This Axios article highlights that there are over 500 “unicorns” and they are forecasting that 2021 will make 2020 look small. Whoa, whoa, I meant on the Equity Capital Markets front. That might break a few charts. The latest blog post from the Refinitiv Deals Intelligence team shows 2020 was, well 2020, unusual.

The unicorn stampede is coming

Capital markets records broken in 2020


George Arison is the CEO of Shift, which is an online peer to peer marketplace for used cars. Why would I include this? I thought his explanation on why he chose to go the route of a SPAC structure was fascinating. With the proliferation of SPACs this year, having the view of the targeted company has been rare.

Leadership Chat: Shift CEO George Arison - Listening time: 26 minutes


Miscellaneous

While this is more of a news story, I wanted to include this as “interesting” because Nottingham is a decent sized fund accounting / administration shop and it’s starting to move more of it’s offering into the ETF space. Back in October, they started offering the non-transparent ETF structure, and now they’re filing for mutual fund conversation. The company is the administrator of over $31 billion. While that might be not a huge impact, these will start to add up over time, and with the Dimensional news last month about more ETFs. I think this will start to become a huge story for 2021.

Nottingham Files for Mutual Fund to ETF Conversion

Retail, well brick and mortar retail specifically, has been a rough place to invest, work, or do nearly any business with during the pandemic. There have been bankruptcies, downturn in sales, and straight up closing businesses. This article has some great charts to give you a sense of what’s going on now. The Eikon chart below looks at the Refinitiv US Department Stores Index versus the S&P 500 over the last 10 years. It’s outperforming by 173%, so it looks like these stocks are doing ok vs. the broader index.
------------------------------------
## Tasks to carry out
1. From the newsletter excerpt, return the passage starting with "Miscellaneous" and going on through "story for 2021.".
2. Answer these questions from the newsletter excerpt:
(a) How many "unicorns" does the Axios article say there are?
(b) What kind of business is Shift?
(c) How much does Nottingham administer?

## Extracted records
------------------------------------
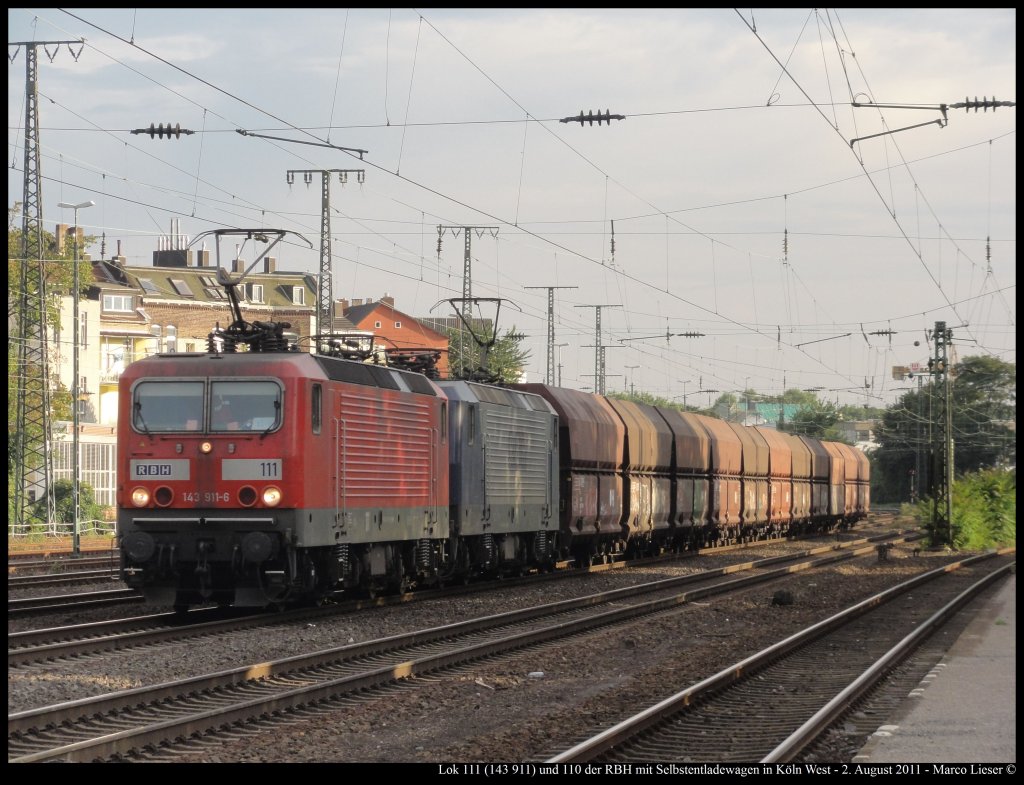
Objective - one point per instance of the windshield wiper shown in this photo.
(276, 412)
(141, 422)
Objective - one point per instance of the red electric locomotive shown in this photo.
(255, 478)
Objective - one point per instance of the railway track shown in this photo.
(775, 703)
(32, 606)
(55, 643)
(20, 607)
(115, 725)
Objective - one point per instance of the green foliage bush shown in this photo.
(64, 504)
(984, 511)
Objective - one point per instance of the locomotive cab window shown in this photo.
(163, 406)
(250, 405)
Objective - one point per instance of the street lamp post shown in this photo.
(685, 382)
(559, 348)
(631, 369)
(76, 392)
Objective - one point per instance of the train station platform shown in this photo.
(965, 710)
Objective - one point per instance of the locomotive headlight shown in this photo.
(271, 495)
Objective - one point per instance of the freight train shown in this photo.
(274, 476)
(256, 478)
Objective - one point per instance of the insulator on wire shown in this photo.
(155, 130)
(590, 118)
(984, 103)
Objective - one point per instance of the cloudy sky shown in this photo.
(742, 197)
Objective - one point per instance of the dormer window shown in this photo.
(119, 303)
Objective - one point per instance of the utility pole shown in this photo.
(325, 294)
(942, 512)
(598, 354)
(559, 347)
(632, 387)
(551, 331)
(467, 276)
(76, 393)
(31, 437)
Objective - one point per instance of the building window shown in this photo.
(118, 303)
(181, 288)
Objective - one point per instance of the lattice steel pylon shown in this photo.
(29, 436)
(325, 294)
(550, 376)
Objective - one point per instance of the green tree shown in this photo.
(506, 358)
(64, 502)
(817, 420)
(57, 268)
(984, 412)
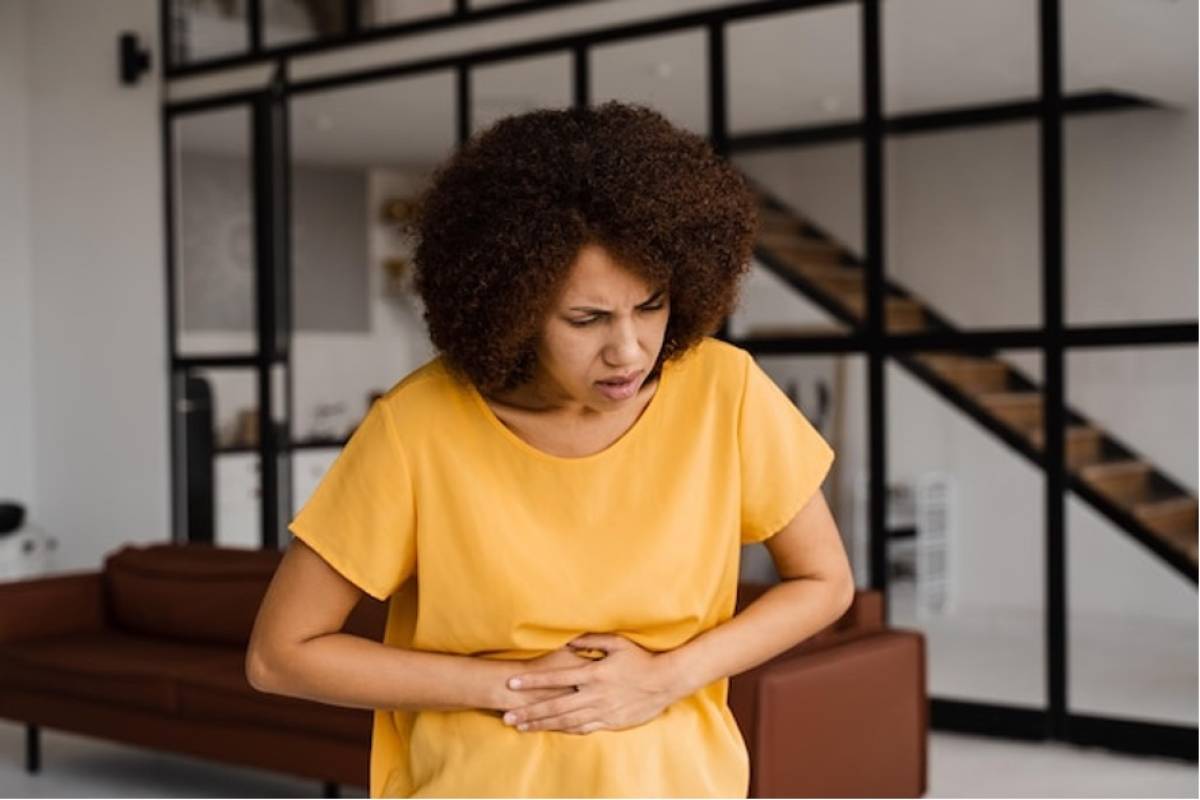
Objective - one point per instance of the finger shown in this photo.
(605, 642)
(546, 709)
(552, 678)
(562, 721)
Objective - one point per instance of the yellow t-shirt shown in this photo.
(514, 552)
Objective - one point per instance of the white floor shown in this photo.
(959, 767)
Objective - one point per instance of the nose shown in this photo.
(623, 343)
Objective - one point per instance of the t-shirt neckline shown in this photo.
(642, 421)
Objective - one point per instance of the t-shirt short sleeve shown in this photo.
(784, 459)
(361, 517)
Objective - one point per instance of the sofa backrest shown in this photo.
(202, 593)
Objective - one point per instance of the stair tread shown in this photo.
(1107, 468)
(1125, 481)
(1167, 505)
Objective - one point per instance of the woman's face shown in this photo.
(605, 324)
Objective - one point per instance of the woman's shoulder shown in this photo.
(429, 389)
(713, 360)
(709, 374)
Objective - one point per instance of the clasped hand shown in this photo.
(624, 689)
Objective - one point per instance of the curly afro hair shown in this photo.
(504, 217)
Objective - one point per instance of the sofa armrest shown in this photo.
(52, 606)
(845, 720)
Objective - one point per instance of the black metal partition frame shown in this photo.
(1053, 337)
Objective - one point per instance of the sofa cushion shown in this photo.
(216, 691)
(189, 591)
(107, 667)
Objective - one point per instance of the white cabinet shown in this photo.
(239, 493)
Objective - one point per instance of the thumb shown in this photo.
(605, 642)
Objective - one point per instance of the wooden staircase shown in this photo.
(1101, 469)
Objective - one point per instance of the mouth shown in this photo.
(619, 390)
(621, 380)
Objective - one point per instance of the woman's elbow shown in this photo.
(258, 671)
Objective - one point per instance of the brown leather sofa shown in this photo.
(149, 650)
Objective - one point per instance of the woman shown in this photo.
(559, 497)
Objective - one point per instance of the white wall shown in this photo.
(17, 451)
(87, 281)
(83, 413)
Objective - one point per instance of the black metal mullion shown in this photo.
(283, 295)
(873, 340)
(265, 264)
(462, 101)
(174, 400)
(255, 22)
(581, 76)
(1054, 407)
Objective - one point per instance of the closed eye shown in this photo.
(582, 323)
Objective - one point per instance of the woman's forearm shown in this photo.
(780, 618)
(351, 671)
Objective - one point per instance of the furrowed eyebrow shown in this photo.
(601, 311)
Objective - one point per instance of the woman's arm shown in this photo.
(630, 685)
(298, 649)
(817, 588)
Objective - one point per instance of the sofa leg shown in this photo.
(33, 749)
------------------------------------
## Results
1.
Miscellaneous

While this is more of a news story, I wanted to include this as “interesting” because Nottingham is a decent sized fund accounting / administration shop and it’s starting to move more of it’s offering into the ETF space. Back in October, they started offering the non-transparent ETF structure, and now they’re filing for mutual fund conversation. The company is the administrator of over $31 billion. While that might be not a huge impact, these will start to add up over time, and with the Dimensional news last month about more ETFs. I think this will start to become a huge story for 2021.

2.
(a) Over 500.
(b) An online peer to peer marketplace for used cars.
(c) Over $31 billion.